## What you need to do
All the data below needs to be retyped exactly as shown.
(Beginning of Data provided)
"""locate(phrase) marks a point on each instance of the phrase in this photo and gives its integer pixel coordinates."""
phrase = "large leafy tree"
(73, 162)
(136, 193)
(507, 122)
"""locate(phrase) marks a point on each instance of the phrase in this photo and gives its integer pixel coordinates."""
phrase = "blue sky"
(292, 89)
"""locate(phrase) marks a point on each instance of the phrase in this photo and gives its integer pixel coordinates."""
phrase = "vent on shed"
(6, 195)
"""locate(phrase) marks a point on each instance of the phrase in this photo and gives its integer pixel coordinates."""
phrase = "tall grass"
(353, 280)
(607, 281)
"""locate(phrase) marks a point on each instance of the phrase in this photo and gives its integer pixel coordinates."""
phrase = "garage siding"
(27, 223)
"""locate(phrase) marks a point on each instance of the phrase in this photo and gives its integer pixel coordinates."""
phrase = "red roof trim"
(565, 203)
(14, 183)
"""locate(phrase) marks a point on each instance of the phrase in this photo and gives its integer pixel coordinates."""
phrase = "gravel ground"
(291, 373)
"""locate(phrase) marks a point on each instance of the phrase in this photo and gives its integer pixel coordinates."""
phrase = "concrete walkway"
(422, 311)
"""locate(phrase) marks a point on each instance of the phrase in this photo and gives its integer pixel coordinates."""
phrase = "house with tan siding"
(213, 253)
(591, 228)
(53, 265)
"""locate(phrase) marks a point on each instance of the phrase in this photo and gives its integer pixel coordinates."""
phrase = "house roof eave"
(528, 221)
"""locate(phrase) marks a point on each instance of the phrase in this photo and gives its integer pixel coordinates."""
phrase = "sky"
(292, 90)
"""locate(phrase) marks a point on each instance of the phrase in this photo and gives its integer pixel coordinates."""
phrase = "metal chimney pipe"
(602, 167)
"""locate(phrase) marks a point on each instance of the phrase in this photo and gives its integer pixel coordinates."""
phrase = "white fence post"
(End of Data provided)
## Solution to this exercise
"""locate(phrase) marks a point on each instance of the phrase in this photo and gives its integer pixel coordinates."""
phrase = "large leafy tree"
(73, 162)
(136, 193)
(507, 122)
"""locate(phrase) marks a point on each instance of the phrase in this photo and gives its integer pixel coordinates."""
phrase = "blue sky"
(292, 89)
"""locate(phrase) marks a point on each instance of the phrase in this photo and gives its integer pixel coordinates."""
phrase = "vent on shed"
(6, 195)
"""locate(phrase) marks a point on each instance of the phrase in this photo and gives its integer pixel coordinates."""
phrase = "tall grass"
(353, 280)
(607, 281)
"""locate(phrase) marks a point on each instance of the phrase in this photo and gives its integer pixel coordinates."""
phrase = "garage siding"
(27, 223)
"""locate(phrase) marks a point on each instance of the phrase in this photo and gives its integer pixel coordinates."""
phrase = "red roof trim"
(565, 203)
(14, 183)
"""locate(phrase) marks a point on each instance of the phrase in this photo and gives its integer pixel coordinates."""
phrase = "gravel ground"
(291, 373)
"""locate(phrase) marks a point on each instance of the phrase in this photo and gives its integer pixel coordinates."""
phrase = "concrete walkway"
(422, 311)
"""locate(phrase) marks a point on each instance of the phrase in this photo and gives its integer pixel coordinates."""
phrase = "house with tan siding"
(213, 253)
(591, 228)
(53, 265)
"""locate(phrase) marks a point on each instance of the phrase in this photo and gives its integer pixel coordinates."""
phrase = "house roof eave"
(528, 221)
"""locate(phrase) marks a point on each instance of the phrase in this photo and gives its integer pixel coordinates."""
phrase = "sky"
(292, 90)
"""locate(phrase) marks a point on each instance of the phrase in this photo and gives its integer pixel coordinates."""
phrase = "metal chimney pipe"
(602, 167)
"""locate(phrase) marks a point on each instance of the phrase in this photo and gives its integer pixel coordinates."""
phrase = "white fence post"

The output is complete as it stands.